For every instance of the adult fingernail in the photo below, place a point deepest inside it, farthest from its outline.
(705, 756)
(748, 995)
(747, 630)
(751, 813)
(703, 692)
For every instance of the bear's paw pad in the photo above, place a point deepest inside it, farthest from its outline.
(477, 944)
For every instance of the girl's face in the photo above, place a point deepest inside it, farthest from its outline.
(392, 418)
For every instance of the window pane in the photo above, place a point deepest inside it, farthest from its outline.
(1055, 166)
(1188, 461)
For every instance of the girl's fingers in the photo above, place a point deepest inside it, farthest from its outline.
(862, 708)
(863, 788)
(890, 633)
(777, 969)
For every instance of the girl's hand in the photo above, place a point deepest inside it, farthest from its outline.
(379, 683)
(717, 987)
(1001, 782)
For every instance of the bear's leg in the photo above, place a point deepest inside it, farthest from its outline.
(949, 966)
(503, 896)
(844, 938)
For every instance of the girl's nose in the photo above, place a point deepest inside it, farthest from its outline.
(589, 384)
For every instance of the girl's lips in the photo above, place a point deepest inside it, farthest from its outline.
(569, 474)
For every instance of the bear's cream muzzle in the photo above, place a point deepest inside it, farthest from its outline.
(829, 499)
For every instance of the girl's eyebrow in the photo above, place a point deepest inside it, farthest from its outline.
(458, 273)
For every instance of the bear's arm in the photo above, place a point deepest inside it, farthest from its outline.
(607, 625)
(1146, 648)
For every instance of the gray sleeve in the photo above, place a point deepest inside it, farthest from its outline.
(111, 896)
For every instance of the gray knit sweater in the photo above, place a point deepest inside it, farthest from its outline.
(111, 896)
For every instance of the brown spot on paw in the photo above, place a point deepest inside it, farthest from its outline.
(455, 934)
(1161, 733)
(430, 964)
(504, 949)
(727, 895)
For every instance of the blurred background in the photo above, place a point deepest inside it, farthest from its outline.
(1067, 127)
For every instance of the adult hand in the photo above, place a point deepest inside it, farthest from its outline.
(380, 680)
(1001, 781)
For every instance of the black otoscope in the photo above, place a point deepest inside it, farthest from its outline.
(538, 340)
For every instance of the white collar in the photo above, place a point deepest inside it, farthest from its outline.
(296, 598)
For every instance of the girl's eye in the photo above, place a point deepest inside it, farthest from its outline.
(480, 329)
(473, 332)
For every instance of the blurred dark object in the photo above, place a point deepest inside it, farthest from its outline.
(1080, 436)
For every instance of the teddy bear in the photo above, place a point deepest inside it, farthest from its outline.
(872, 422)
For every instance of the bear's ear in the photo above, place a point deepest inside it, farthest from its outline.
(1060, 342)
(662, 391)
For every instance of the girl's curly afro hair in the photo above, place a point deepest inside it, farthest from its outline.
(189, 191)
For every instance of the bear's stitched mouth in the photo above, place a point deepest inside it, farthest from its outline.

***

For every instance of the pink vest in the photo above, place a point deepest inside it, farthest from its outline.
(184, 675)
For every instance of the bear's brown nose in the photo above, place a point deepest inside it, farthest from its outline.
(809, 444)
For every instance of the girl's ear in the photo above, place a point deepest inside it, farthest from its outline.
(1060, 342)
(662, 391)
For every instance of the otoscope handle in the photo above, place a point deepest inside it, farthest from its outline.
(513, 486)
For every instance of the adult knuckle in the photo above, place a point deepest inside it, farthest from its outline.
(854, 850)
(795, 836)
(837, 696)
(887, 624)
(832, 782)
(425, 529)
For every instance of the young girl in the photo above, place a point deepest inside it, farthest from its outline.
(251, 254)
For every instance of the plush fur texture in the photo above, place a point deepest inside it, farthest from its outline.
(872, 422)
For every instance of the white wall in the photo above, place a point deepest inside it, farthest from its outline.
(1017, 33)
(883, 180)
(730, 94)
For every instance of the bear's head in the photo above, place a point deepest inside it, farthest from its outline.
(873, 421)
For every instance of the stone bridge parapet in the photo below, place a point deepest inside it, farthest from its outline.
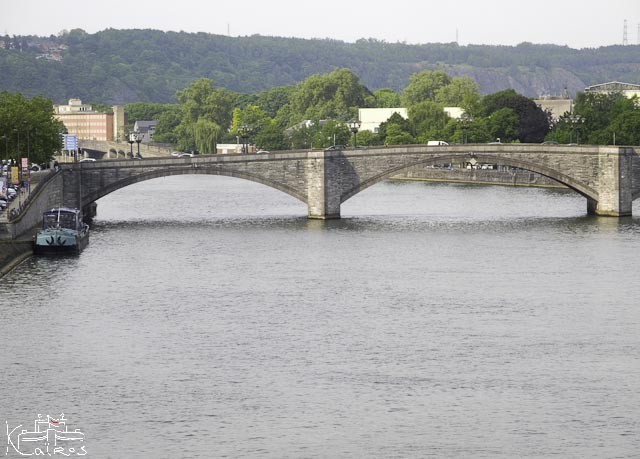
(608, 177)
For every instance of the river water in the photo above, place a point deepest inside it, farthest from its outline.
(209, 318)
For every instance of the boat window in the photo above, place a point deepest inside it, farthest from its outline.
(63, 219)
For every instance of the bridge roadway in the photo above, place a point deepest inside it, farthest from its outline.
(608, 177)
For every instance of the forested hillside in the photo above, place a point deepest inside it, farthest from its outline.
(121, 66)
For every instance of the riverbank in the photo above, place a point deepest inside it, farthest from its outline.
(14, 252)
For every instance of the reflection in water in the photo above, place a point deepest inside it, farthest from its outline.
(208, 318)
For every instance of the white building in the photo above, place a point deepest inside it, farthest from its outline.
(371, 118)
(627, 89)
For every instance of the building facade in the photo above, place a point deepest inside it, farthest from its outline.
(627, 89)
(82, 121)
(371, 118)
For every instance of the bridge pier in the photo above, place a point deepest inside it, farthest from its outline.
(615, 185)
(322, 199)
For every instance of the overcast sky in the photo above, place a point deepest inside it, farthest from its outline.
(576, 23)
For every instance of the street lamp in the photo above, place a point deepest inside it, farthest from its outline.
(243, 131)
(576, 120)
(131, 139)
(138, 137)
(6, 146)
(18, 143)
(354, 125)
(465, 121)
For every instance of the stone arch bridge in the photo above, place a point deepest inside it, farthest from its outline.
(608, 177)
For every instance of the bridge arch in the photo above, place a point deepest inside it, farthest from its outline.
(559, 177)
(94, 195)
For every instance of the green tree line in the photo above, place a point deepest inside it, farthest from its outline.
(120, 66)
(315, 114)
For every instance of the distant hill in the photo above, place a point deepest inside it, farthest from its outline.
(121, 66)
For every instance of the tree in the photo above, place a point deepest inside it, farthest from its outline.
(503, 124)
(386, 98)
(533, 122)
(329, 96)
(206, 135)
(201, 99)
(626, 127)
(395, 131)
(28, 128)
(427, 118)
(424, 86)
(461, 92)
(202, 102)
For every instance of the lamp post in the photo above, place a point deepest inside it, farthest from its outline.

***

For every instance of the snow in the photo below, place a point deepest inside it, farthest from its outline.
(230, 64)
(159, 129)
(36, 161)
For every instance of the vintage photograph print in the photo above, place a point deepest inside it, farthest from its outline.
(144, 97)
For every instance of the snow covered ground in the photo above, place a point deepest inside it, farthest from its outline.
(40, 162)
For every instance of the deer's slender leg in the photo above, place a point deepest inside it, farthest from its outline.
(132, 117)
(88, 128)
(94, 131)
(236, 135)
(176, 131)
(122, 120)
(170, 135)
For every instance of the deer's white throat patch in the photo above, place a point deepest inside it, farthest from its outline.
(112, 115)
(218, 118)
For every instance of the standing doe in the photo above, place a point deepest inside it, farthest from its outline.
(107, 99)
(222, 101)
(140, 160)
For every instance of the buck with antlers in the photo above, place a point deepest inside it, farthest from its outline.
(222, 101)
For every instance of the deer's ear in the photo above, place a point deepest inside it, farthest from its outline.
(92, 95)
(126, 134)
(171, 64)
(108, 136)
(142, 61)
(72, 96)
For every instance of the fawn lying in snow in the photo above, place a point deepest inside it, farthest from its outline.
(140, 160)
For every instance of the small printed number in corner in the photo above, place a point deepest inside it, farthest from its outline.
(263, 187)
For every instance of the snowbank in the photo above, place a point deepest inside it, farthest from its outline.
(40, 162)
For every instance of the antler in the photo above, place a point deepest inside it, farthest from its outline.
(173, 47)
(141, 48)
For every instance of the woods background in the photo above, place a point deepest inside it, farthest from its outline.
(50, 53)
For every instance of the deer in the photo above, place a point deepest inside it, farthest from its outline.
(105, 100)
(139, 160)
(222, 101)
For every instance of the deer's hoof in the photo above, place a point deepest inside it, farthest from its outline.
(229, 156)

***

(Aim of the exercise) Give again, word for word, every line of the listing above from the one with "For every instance of the green" to the one with "For every instance of the lamp", both inclusive, and nothing beyond them.

(Answer for the task)
For every instance of the green tree line in the photo above, place a point deepest inside it, farthest from its outline.
(120, 66)
(315, 114)
For every instance of the distant hill in the photo above, place a point deepest inside it, farthest from its outline.
(121, 66)
For every instance of the tree in the photo above, place a point deepest inside it, farthest from its outline.
(503, 124)
(386, 98)
(533, 122)
(329, 96)
(206, 135)
(201, 99)
(626, 127)
(395, 131)
(28, 128)
(427, 118)
(424, 86)
(461, 92)
(202, 102)
For every instance of the lamp post in the photo above, place a point deepest inside it, farthest from its outline.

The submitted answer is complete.